TASKS TO CARRY OUT:
a – Please transcribe the part of the artemisinin text that begins at the words "The chemistry and" and stops after "be given intravenously.".
b – For each statement, say whether the artemisinin text supports it, with a yes or no and the deciding words quoted from the text: (i) Artemisinin was discovered in 1971 by Chinese scientists. (ii) Artemisinin itself is still used as a drug. (iii) Artemether is the derivative that is water-soluble and can be given intravenously.

PAGE EXTRACT:
──────────

Artemisinins are the most important anti-malarial drugs in use today, but are more costly than previous anti-malarials and production and price tend to fluctuate. Alternative ways of producing artemisinins are discussed here in the light of a recent paper in BMC Biotechnology on improving the yield of the precursor, artemisinic acid, in genetically engineered yeast.

Artemisinin, derived from sweet wormwood, Artemisia annua, is the spearhead of anti-malarial chemotherapy. In 2004, the World Health Organization (WHO) recommendation that artemisinin-based combination therapy (ACT) should be the norm for the treatment of falciparum malaria in most endemic countries came into effect [1]. Financial backing for this treatment from the Global Fund for AIDS, Tuberculosis and Malaria and other international sponsors has led to a massive increase in the demand for artemisinin, but with an estimated 12–14 months lead-time from planting of A. annua to artemisinin extraction, stepping-up production (or adjusting to fluctuations in demand) from the plant is not simple, and alternative means of producing the raw material by complete chemical synthesis or recombinant technologies are being explored. It would, however, be naive to believe that the cost of the raw material is the main determinant of the cost of a drug. This article looks at issues surrounding the production of artemisinins, particularly in the light of a recent paper by Jay Keasling and colleagues (Ro et al. [2]) in BMC Biotechnology, which describes a way of improving the yield of the precursor, artemisinic acid, in genetically engineered yeast.

The chemistry and therapeutic applications of artemisinins

Artemisinin (qinghaosu) was discovered in 1971 by Chinese scientists looking at the anti-malarial properties of herbs in the traditional Chinese pharmacopeia: A. annua had been used as an antipyretic tea for more than 2,000 years. Although no longer used as a drug itself, artemisinin is the starting compound for a class of highly active anti-malarials, which are produced by chemical modification of artemisinin. These 'artemisinins' include dihydroartemisinin, artemether and artesunate, the latter being a particularly interesting derivative because it is water-soluble and can be given intravenously.

──────────

DATA:
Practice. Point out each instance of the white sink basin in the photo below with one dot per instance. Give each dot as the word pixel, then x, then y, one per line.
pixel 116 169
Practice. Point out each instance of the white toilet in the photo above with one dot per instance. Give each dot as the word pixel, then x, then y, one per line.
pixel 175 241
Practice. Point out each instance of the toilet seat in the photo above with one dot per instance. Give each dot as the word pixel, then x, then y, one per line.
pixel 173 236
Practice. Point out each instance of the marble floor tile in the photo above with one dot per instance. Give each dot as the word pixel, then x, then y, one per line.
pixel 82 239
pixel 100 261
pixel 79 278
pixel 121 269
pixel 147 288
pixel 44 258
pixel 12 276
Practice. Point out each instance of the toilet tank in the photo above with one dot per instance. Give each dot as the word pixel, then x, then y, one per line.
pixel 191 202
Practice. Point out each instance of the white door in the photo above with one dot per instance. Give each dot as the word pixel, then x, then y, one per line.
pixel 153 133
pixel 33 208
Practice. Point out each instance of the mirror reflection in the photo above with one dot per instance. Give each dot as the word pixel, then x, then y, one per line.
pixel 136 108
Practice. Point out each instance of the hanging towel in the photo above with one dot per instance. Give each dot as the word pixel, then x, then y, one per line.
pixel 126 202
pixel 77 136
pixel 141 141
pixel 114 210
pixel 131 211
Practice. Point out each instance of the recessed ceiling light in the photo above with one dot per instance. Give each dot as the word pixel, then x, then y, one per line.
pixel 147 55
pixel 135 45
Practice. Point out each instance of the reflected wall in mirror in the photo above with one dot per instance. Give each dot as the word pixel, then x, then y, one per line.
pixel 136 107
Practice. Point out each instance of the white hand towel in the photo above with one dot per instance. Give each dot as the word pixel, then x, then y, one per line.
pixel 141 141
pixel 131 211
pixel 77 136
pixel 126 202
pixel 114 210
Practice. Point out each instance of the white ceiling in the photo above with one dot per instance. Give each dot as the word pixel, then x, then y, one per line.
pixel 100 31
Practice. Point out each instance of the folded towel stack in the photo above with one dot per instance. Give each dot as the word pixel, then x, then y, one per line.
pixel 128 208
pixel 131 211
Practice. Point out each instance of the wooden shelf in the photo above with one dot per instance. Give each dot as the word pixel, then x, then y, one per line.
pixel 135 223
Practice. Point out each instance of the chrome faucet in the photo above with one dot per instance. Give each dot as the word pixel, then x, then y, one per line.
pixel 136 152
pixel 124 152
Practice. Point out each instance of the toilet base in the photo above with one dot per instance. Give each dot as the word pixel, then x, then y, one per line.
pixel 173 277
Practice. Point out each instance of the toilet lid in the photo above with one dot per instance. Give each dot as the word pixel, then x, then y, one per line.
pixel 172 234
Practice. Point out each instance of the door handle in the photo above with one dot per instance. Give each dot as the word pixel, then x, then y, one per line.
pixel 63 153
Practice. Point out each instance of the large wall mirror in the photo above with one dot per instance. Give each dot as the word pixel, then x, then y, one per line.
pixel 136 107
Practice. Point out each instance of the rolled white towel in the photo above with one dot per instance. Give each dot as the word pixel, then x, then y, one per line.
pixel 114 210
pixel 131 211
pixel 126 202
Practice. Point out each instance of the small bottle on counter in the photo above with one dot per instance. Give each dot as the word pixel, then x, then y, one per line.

──────────

TASK RESULTS:
a –
The chemistry and therapeutic applications of artemisinins

Artemisinin (qinghaosu) was discovered in 1971 by Chinese scientists looking at the anti-malarial properties of herbs in the traditional Chinese pharmacopeia: A. annua had been used as an antipyretic tea for more than 2,000 years. Although no longer used as a drug itself, artemisinin is the starting compound for a class of highly active anti-malarials, which are produced by chemical modification of artemisinin. These 'artemisinins' include dihydroartemisinin, artemether and artesunate, the latter being a particularly interesting derivative because it is water-soluble and can be given intravenously.

b –
(i) Yes: "Artemisinin (qinghaosu) was discovered in 1971 by Chinese scientists"
(ii) No: "Although no longer used as a drug itself"
(iii) No: "artesunate, the latter being a particularly interesting derivative because it is water-soluble and can be given intravenously"